---------- MATERIAL PROVIDED

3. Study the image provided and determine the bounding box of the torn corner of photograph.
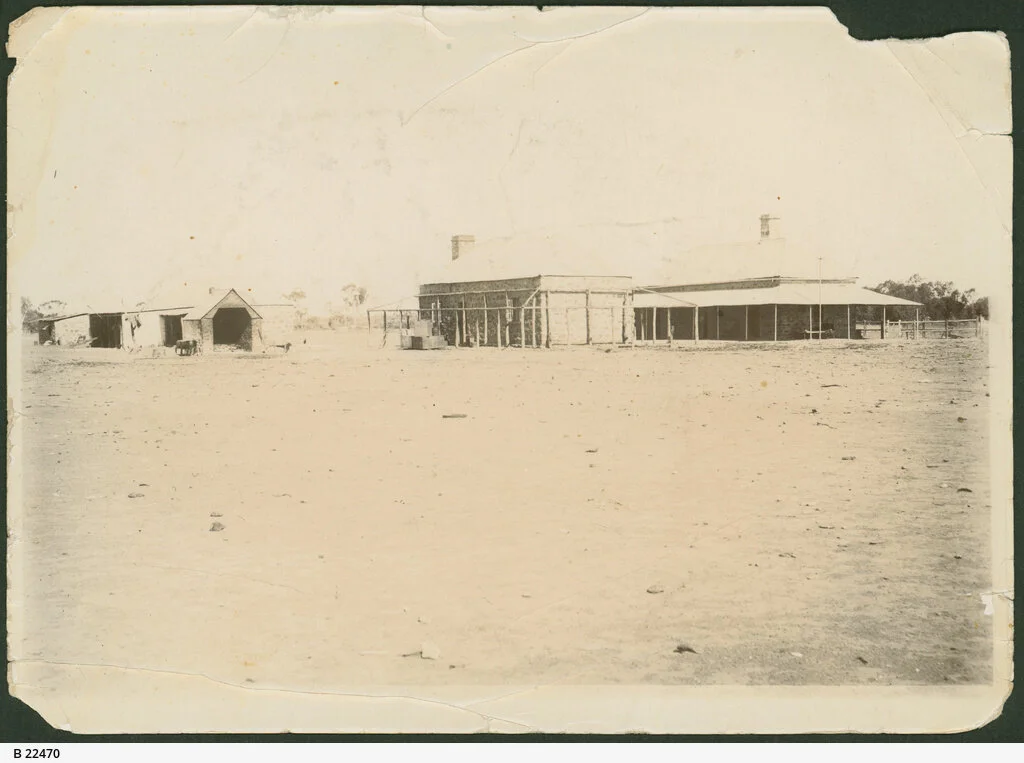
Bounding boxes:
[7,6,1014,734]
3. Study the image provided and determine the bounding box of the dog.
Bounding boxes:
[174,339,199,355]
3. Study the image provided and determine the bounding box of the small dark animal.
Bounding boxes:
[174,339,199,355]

--------------------

WHAT YOU NEED TO DO |
Rescale the rows above by rewriting all of them with their requests, and multiply each bounding box coordinate in the answers by 2.2, rounding to whole numbers with halves rounded up. Leave the pictures out of your answer.

REPLY TO THE EXERCISE |
3. Study the image provided and determine the bounding box of the torn corner of photograph.
Bounding boxes:
[15,13,2231,1615]
3. Study the image provided and determine the bounding box of the dog.
Bounding boxes:
[383,746,438,781]
3. Study the image provided and determine the bounding box of the small dark animal.
Bounding boxes:
[383,746,438,781]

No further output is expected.